JOB> Pick out every line of the material below that contains the word "surfer", and copy each such line in full. Case counts.

.....

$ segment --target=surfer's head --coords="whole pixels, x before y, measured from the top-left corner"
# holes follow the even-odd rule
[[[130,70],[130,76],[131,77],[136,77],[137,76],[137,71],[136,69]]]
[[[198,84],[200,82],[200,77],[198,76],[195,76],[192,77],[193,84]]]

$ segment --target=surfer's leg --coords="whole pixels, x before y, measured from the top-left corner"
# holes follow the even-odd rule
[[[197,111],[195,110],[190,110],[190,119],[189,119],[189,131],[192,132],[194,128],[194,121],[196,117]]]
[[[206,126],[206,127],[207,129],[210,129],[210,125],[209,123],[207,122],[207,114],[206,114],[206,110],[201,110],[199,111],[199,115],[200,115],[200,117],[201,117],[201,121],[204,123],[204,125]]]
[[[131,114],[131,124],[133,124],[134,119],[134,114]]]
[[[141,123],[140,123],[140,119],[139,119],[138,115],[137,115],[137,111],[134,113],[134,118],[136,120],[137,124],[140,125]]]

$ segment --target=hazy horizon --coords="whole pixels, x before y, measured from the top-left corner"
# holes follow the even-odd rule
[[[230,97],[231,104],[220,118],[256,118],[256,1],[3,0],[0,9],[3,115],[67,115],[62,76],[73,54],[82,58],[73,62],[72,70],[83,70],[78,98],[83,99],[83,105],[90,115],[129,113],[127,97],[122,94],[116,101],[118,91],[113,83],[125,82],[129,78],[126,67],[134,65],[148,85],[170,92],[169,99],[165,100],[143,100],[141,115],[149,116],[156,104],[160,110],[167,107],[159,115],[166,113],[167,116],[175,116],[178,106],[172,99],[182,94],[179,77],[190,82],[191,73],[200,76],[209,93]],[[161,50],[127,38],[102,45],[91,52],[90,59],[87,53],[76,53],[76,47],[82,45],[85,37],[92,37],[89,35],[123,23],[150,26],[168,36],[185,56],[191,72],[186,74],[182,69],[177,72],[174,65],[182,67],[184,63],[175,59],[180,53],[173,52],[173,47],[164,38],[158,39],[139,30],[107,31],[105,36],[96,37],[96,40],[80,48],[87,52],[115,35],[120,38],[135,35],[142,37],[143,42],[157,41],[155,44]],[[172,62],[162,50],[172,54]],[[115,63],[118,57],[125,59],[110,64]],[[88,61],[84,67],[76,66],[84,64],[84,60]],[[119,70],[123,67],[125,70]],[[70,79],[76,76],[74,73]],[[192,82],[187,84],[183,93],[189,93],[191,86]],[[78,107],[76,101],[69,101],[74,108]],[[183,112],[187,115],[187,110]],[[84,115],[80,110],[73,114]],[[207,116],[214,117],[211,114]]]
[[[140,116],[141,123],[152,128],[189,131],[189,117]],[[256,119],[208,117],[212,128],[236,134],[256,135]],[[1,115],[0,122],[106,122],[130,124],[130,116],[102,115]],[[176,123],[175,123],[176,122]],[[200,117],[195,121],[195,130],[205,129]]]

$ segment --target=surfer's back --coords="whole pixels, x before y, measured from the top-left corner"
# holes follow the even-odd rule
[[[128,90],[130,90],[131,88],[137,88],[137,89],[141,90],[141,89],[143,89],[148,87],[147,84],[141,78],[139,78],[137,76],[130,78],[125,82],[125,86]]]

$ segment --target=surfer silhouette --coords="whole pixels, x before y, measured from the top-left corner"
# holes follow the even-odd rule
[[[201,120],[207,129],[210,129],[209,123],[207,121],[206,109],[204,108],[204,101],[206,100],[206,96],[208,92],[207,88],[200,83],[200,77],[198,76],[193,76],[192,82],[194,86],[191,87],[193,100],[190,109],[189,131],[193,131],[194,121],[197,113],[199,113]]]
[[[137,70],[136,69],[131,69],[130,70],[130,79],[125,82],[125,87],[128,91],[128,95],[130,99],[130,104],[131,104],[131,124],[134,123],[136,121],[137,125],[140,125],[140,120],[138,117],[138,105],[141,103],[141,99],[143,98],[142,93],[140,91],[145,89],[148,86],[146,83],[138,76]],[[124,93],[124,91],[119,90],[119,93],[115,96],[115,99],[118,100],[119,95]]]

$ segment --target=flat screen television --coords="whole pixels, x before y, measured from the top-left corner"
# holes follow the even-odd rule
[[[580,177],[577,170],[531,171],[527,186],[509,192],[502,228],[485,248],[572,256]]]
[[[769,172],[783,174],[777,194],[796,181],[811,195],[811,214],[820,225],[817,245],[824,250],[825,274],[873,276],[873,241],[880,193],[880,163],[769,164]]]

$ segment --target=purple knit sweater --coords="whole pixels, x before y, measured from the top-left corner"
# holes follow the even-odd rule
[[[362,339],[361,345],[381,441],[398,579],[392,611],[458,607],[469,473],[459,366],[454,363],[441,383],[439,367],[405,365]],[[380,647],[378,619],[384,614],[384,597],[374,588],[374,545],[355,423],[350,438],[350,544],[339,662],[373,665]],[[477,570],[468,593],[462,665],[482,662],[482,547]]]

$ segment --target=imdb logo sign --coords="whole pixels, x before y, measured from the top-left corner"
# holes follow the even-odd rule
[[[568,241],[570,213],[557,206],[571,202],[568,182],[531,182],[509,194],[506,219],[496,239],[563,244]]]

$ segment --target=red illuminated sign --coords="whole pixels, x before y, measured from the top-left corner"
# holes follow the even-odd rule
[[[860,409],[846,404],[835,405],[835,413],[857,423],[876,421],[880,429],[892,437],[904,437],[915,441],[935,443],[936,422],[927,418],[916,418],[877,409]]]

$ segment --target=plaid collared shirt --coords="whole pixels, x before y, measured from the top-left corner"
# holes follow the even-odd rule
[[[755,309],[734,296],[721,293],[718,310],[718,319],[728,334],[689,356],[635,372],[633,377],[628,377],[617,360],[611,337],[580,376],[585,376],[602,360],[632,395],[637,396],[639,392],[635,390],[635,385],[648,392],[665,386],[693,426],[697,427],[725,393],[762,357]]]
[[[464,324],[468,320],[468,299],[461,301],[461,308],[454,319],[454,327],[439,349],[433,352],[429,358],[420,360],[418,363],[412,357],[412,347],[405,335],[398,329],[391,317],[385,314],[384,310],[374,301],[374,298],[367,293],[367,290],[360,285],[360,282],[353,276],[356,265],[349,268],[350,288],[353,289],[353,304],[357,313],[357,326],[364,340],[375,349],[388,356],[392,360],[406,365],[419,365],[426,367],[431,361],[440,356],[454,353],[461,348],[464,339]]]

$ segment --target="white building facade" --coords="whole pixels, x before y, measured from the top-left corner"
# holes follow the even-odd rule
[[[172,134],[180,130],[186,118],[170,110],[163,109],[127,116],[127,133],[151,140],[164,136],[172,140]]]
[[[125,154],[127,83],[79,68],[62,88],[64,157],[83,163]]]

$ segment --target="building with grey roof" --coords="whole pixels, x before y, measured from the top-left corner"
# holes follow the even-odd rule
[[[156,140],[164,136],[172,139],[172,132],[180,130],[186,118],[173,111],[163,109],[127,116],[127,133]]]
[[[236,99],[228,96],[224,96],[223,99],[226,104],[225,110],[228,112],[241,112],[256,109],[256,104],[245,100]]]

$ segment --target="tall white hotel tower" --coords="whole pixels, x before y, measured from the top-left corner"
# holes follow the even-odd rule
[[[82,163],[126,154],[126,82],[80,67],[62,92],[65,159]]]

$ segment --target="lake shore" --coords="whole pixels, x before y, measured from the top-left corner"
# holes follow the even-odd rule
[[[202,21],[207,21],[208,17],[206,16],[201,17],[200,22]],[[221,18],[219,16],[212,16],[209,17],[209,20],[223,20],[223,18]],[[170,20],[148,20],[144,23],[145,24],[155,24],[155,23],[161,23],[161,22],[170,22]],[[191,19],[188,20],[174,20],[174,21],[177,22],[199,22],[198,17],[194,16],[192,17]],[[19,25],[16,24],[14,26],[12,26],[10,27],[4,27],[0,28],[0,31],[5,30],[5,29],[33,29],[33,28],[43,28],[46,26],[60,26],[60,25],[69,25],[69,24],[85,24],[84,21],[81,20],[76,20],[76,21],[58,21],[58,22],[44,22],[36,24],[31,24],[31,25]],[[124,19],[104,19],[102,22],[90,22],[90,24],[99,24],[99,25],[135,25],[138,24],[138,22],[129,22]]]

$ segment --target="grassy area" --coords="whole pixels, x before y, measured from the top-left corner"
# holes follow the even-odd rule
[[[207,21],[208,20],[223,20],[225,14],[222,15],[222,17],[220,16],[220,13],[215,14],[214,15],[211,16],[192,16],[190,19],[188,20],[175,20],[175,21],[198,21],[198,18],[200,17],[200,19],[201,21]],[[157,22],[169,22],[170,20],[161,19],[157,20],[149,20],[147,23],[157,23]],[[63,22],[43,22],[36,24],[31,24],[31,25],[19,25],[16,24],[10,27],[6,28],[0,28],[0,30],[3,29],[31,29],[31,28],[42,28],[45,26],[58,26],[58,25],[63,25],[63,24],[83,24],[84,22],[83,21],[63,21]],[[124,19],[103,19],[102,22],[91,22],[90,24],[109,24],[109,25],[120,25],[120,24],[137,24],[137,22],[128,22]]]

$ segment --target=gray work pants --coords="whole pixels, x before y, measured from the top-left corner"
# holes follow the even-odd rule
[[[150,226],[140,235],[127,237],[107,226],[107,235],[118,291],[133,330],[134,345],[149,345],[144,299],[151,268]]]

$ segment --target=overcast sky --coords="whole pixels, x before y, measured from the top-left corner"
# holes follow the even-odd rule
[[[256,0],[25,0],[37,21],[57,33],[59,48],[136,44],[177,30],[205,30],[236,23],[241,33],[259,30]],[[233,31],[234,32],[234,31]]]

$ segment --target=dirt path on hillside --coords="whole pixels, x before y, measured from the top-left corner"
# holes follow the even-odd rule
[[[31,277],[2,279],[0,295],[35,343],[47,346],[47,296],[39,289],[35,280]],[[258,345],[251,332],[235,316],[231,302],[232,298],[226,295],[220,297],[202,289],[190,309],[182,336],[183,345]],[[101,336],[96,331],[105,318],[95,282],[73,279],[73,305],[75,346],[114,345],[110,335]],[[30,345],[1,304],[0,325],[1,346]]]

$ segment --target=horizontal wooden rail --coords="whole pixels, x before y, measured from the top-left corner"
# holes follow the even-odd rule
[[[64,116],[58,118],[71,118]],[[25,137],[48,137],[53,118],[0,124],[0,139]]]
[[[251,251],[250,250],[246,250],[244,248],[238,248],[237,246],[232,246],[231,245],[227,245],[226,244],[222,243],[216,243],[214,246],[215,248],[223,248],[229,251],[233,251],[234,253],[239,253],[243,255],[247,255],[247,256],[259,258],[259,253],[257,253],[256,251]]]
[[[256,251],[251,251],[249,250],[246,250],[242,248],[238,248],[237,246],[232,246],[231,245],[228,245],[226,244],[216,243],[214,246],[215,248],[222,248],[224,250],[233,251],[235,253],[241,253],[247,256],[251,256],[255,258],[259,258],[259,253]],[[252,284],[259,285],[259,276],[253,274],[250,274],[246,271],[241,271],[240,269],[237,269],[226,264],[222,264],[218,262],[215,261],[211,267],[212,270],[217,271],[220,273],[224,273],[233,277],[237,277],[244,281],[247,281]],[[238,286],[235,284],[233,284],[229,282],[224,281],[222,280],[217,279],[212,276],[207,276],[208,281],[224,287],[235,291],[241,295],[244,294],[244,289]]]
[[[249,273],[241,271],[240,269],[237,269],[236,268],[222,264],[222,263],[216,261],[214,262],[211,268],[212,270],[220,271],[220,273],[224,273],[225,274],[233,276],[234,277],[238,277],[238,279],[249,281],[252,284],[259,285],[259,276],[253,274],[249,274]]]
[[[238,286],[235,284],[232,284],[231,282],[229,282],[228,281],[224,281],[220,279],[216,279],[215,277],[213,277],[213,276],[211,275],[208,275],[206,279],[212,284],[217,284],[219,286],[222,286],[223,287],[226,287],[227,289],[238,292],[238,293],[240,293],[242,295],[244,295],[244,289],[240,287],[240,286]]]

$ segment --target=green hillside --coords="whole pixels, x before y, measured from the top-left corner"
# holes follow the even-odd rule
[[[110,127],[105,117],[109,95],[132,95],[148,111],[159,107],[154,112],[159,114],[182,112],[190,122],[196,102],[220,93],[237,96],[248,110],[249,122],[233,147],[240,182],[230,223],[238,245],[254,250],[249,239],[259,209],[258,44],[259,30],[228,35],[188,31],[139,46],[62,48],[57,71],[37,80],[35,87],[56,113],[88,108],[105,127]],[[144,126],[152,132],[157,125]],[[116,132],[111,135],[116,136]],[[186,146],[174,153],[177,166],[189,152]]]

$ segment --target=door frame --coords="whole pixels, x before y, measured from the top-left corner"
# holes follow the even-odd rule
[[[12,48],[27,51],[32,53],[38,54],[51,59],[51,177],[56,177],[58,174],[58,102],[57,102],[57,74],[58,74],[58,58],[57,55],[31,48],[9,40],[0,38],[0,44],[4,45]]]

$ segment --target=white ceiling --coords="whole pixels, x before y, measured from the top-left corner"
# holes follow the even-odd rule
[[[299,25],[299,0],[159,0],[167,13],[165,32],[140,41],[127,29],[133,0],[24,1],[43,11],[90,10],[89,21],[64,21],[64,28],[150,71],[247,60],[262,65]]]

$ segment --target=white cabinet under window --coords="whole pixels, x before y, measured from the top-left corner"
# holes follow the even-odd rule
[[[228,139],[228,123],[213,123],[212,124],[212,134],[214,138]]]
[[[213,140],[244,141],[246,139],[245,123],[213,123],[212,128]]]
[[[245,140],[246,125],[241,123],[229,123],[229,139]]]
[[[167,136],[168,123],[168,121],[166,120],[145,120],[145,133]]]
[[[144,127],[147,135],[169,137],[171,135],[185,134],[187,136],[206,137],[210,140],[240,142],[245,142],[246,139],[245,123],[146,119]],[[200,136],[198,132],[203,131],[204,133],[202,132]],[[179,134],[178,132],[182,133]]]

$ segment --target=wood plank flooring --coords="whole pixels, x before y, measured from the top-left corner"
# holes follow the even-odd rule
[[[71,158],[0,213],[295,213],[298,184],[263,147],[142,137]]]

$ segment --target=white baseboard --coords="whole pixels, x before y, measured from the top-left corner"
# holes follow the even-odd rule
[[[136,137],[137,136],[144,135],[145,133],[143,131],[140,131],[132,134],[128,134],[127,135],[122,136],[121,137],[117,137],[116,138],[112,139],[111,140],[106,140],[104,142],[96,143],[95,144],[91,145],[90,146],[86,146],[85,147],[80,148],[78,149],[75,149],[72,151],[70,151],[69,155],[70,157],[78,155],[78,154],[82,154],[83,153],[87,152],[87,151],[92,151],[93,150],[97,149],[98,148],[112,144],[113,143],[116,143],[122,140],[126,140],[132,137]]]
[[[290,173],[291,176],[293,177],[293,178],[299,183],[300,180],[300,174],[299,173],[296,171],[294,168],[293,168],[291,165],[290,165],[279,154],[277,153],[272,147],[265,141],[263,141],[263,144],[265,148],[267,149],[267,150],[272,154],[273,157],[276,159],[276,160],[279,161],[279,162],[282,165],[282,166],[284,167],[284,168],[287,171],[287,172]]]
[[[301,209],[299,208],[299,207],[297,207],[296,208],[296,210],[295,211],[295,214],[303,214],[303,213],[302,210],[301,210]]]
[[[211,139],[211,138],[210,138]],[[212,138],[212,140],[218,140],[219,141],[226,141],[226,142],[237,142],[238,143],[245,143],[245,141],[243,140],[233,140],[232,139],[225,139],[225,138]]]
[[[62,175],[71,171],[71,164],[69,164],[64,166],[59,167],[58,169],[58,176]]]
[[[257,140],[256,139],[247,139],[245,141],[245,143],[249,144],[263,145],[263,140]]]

.....

THE SOLUTION>
$ segment --target=surfer's head --coords="whole pixels, x before y, measured from the top-left corner"
$ segment --target=surfer's leg --coords="whole pixels, x before y, measured from the top-left corner"
$ segment --target=surfer's back --coords="whole pixels, x before y, measured from the top-left corner"
$ segment --target=surfer silhouette --coords="whole pixels, x before y, measured from the top-left corner"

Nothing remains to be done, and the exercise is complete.